And a more personal question – are you at all religious? Is this what drew you to these kings?

Yes. But it's been a rolling road, via childhood and youthful atheism, an early interest in the occult, neo-Platonism, comparative religion and, finally, back to where I started from. Is that what drew me to these kings? In part, I suppose, but more it is the fact that conflict is the driver of stories and here, in their tales, you have a conflict of world views, of civilisations, as well as the ordinary motivations of revenge and glory and honour.

Also, I wanted to understand the conversion. There's a tendency among writers today to romanticise the pagan Anglo-Saxons but the simple fact is that, when faced with a choice between paganism and Christianity, the Anglo-Saxons freely chose Christianity. Now, it was by no means a straightforward process, with all sorts of factors coming into play, but this was no conversion at the point of a sword. So, why did they do it? We have very few sources for the nature of Anglo-Saxon paganism, so our understanding of the religion is a reconstruction. But obviously, in the 7th century, men like Edwin and Oswald had the real, live religion all around them - they had been brought up in it and they knew paganism for what it was. So, why did they change, and adopt the religion of the Britons, the people their forefathers had defeated? I'd suggest this is deeply mysterious - and quite fascinating. So, in these books, I set out to try to propose some answers to this question. And, what's more, there's lots of swords and battles too!

I also think there are clear and interesting parallels to our own day, when we see and read about clashes of world views and religions: we are living in a time of transition as much as Edwin, Oswald and Oswiu were.

Tell us a bit about your latest novel, Oswald and the Northumbrian Thrones series.

Oswald: Return of the King begins with the exiled ætheling of Bernicia, who is living on the Isle of Iona, learning that his uncle, King Edwin - the man who had killed his father - has been killed and the kingdom, Northumbria, is being ravaged. Oswald is faced with the choice of remaining in the north west, with the sea-spanning kingdom of Dal Riada and the monks of Iona, or returning to attempt to claim the throne. The book tells Oswald's story: how he chooses to return and wins the throne, and then sets about the conversion of his people, and the forces ranged against him.

I'm sure, if there had been any betting men in the 7th century wagering on whether the Anglo-Saxons would stay pagan or become Christian, the clever money would have gone on them continuing pagan. Augustine's mission to Kent had stalled and all but withered away after the death of the king who invited him; kingdoms that had accepted Christianity (Kent, Essex) were reverting to paganism, and there was still the open question of why should conquerors accept the religion of the people they had conquered. Oswald is the key that unlocks this mystery.


Were there any surprises for you while writing these books?

How fast I could go when my back was up against the wall and deadlines were approaching! I wrote Edwin in four months and Oswald, which is longer, in three!

Which of these three Northumbrian kings do you like most? 

The one I'm writing about at the time! But I do have a sneaking fondness for Edwin.

What writer or book has had the biggest influence on your work?

═══

Problem description:
In the interview, how many months did it take to write Oswald?

Listing:
═══

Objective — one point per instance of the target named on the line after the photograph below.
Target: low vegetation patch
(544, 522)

═══

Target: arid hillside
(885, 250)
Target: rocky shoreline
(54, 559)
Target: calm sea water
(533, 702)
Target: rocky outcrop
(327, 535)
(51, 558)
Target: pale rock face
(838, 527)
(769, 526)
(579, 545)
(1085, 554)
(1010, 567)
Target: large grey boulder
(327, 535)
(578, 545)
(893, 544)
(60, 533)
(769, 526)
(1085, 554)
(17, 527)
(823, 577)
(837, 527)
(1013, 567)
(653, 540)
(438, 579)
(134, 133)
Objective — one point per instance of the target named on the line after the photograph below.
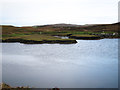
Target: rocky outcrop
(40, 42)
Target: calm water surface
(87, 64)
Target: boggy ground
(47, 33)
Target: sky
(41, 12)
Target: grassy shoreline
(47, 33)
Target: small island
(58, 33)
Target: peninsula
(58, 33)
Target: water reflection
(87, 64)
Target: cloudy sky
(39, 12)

═══

Response to this exercise:
Three months.